• _What this task involves_
Return the stretch of items from the line containing "Can you find the brown" through the line containing "167], [417, 138]]", copied verbatim.

** Begin Material for this exercise **

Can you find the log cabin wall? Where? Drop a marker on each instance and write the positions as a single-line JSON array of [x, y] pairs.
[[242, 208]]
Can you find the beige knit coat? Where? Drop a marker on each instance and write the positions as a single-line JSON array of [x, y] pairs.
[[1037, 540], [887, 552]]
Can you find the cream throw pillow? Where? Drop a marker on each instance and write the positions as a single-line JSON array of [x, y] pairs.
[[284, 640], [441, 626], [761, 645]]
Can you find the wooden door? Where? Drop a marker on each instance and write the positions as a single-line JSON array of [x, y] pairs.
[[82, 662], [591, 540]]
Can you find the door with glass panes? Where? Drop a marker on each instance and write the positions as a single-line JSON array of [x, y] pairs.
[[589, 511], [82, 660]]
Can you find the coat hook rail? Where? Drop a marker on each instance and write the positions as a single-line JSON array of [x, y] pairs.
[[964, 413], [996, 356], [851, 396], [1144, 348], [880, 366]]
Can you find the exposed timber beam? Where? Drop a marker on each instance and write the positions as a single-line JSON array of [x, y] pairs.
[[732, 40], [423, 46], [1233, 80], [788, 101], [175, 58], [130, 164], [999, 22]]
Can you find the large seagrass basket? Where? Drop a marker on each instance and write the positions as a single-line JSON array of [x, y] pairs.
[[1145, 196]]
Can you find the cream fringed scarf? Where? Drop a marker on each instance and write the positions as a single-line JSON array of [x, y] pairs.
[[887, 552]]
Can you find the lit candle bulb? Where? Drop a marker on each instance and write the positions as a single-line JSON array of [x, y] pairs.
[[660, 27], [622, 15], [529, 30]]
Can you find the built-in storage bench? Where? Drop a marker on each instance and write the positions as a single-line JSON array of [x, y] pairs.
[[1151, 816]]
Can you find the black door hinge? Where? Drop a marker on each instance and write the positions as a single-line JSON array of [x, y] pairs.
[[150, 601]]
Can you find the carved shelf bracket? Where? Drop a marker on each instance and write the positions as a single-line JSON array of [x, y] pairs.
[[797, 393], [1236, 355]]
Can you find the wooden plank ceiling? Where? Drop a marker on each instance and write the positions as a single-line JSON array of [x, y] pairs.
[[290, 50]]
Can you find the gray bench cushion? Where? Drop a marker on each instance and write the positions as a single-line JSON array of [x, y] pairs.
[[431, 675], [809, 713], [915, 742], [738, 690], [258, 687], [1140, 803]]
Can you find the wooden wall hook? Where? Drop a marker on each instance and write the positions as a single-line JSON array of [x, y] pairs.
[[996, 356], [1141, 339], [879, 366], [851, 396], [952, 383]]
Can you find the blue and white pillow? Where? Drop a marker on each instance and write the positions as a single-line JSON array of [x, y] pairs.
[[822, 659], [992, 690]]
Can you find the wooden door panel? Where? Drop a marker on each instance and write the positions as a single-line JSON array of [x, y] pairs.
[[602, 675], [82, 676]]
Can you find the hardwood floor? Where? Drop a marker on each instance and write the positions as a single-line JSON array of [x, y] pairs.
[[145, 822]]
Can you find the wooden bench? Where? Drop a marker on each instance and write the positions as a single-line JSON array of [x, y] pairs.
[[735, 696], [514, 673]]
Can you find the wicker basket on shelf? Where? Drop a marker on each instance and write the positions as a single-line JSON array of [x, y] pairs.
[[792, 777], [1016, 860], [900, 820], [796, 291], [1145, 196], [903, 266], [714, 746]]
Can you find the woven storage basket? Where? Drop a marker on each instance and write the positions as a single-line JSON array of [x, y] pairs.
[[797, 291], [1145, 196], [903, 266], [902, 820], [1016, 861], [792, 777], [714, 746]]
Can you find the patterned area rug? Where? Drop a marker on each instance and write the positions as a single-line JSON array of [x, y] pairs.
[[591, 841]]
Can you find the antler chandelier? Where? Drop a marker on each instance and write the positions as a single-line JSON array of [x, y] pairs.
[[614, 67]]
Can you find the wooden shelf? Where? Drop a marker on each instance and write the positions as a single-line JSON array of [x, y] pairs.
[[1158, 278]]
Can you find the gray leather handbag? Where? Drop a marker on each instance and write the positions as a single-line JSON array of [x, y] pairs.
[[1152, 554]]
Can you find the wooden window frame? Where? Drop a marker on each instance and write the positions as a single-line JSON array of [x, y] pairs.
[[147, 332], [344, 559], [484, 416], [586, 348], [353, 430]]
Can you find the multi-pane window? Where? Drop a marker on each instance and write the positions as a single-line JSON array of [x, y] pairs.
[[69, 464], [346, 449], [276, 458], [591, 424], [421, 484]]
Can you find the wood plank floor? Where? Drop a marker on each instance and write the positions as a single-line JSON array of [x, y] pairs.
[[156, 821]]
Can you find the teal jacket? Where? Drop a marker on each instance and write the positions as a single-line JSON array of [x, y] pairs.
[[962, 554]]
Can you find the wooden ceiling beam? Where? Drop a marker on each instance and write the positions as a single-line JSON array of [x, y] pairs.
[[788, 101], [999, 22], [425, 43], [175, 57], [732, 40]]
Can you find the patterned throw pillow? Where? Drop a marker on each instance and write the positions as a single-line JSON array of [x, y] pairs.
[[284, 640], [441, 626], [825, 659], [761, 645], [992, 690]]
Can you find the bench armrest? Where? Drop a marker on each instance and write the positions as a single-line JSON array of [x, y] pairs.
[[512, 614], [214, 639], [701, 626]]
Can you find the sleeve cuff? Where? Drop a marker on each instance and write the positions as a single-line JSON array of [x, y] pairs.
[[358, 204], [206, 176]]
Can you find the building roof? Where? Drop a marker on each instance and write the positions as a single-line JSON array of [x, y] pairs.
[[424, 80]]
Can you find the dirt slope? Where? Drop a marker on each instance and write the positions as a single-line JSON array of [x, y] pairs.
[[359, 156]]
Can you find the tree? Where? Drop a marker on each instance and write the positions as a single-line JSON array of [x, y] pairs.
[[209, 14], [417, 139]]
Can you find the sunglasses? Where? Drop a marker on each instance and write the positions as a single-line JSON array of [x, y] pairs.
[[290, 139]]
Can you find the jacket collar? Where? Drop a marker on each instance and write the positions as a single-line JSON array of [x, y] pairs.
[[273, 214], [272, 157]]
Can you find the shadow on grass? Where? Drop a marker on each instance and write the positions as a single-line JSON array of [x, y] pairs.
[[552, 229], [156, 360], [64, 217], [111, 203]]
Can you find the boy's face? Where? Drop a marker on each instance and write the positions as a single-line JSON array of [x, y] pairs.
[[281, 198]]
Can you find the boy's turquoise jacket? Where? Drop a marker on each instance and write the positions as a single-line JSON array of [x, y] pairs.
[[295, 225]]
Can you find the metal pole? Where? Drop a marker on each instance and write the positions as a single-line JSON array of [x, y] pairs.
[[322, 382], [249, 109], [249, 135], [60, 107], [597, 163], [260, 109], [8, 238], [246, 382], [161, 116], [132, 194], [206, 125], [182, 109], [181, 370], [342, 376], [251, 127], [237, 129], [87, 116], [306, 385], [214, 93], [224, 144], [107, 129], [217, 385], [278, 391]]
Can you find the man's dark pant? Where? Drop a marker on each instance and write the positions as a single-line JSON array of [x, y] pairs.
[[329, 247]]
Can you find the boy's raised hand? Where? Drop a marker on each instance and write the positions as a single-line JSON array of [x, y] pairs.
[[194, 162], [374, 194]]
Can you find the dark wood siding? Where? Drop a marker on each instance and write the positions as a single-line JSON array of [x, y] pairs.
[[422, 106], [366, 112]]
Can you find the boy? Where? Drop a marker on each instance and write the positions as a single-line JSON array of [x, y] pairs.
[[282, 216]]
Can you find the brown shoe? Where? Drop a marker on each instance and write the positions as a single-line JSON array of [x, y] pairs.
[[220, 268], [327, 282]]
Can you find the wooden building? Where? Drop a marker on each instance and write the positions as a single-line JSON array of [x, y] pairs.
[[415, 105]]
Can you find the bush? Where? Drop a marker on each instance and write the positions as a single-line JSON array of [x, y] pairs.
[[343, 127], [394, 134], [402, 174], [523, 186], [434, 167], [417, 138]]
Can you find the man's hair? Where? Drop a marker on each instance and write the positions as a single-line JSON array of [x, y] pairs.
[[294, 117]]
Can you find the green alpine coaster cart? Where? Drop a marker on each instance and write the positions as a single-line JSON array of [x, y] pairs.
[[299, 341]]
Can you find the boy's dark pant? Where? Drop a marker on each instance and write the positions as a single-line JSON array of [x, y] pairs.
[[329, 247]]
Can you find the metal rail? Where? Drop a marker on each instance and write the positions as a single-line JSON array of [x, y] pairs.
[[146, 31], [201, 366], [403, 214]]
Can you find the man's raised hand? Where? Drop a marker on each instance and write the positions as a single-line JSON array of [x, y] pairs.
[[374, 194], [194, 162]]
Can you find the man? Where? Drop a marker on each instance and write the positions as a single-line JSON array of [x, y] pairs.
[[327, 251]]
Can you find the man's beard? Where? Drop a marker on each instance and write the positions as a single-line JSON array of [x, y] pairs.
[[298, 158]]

** End Material for this exercise **

• _The reply_
Can you find the brown shoe? Where? Drop a marker on each instance and write the positions as a single-line JSON array of [x, y] pairs.
[[220, 268], [327, 282]]
Can you find the wooden building? Where? Drop a marker on each instance and write the positions as a single-line JSON array of [x, y] pairs.
[[415, 105]]
Can you find the bush? Where? Drop a marker on each instance and write the positions as a single-line JSON array of [x, y] pairs.
[[343, 127], [394, 134], [402, 174], [523, 186], [434, 167], [417, 138]]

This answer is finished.